» **Task objective**
In the article on face transplant recipients, what surgery will Connie Culp probably need, and for what purpose?

Article
Author(s):
Seven months postsurgery, Connie Culp, who received a near-total face transplant on Dec. 9 at the Cleveland Clinic, is doing well, according to published accounts.
Meanwhile, James Maki, who received the second face transplant performed in the United States, has begun speaking publicly about his experience. However, reports say the French recipient of a groundbreaking face and a double-hand transplant has died.
Ms. Culp's progress suggests that surgeons should consider composite face allotransplantation as an early option for patients whose disfigurements preclude conventional reconstruction, according to her surgeons (Siemionow M, Papay F, Alam D et al. Lancet. 2009 Jul 18;374(9685):203-9. Epub 2009 Jul 14).
Functionally, "The patient's upper lip and lower eyelid movements remain imperfect, but it is too early to expect complete motor recovery," the article states.
Aesthetically, the 45-year-old Ms. Culp probably will need revision surgery to remove extra skin that her doctors transplanted to ensure she had enough tissue, Maria Siemionow, M.D., Ph.D., told HealthDay News.

» **Dataset**

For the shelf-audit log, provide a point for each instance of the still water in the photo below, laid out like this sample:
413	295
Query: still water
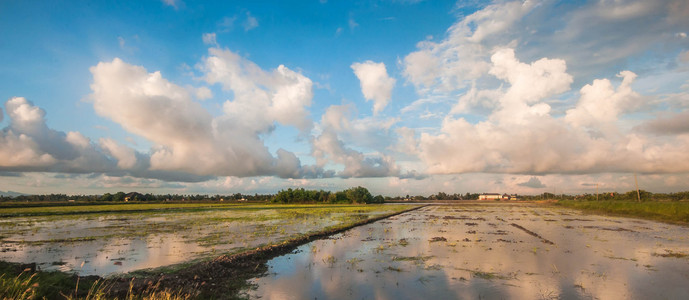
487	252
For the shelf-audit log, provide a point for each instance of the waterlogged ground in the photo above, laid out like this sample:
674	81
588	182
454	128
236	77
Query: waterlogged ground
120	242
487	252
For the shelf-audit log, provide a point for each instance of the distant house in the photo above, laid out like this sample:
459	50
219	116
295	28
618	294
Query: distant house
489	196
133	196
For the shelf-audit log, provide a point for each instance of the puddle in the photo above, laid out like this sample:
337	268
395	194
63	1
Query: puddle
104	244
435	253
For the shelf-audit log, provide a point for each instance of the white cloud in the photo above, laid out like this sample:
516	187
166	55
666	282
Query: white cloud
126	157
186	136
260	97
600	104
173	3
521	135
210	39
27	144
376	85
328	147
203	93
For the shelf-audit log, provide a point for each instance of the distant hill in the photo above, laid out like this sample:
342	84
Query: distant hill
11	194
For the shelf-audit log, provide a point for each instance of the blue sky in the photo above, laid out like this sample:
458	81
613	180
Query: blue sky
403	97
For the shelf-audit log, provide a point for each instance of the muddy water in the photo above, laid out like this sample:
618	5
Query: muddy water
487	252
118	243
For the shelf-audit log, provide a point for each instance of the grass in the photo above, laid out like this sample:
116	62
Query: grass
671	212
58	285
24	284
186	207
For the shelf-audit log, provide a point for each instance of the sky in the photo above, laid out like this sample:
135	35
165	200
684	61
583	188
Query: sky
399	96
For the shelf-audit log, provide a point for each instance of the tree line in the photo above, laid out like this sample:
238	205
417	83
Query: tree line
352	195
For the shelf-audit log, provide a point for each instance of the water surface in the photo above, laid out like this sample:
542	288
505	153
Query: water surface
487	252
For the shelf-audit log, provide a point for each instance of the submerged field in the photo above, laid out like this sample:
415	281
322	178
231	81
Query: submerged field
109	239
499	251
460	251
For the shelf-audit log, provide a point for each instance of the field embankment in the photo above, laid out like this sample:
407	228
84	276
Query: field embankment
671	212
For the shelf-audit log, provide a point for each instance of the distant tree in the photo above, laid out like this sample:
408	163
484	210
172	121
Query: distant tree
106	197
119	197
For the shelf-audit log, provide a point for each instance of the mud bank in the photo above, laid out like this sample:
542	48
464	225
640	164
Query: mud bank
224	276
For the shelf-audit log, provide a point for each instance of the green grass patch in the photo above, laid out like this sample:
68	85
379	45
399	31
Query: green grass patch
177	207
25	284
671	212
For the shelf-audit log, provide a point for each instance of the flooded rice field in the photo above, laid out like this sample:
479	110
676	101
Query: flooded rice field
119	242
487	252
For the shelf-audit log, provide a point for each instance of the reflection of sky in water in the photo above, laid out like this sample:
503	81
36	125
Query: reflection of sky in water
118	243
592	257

==

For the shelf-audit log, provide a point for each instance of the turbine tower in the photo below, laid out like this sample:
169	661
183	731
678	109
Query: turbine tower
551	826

» **Problem solution**
Revision surgery, to remove extra skin her doctors transplanted to ensure she had enough tissue.